WHAT IS NEEDED: Omitting the pictures, output all of the records precisely as written.

Content starts

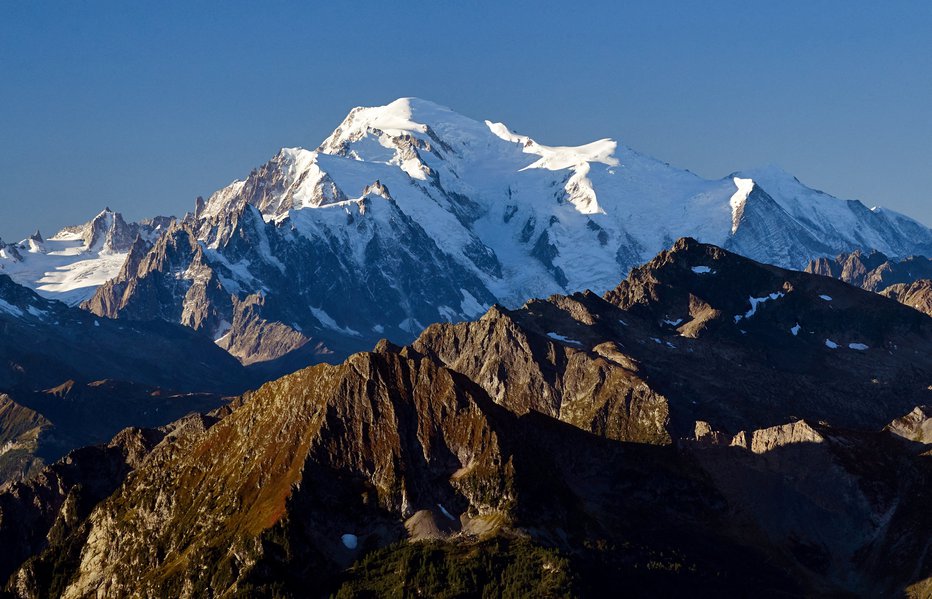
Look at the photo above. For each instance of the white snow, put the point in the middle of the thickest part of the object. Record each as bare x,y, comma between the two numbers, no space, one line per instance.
470,305
444,511
458,179
66,270
326,320
562,339
411,325
755,302
738,200
350,541
10,308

Content ends

RESPONSE TO THE TASK:
Look at the photo above. For each instance of the white snow, put the point in the middle of the thickest part of the object. Record each as bare x,y, comma between the two numbers, no space, one line per instance.
470,305
444,511
458,179
66,270
326,320
562,339
411,325
755,302
738,200
350,541
10,308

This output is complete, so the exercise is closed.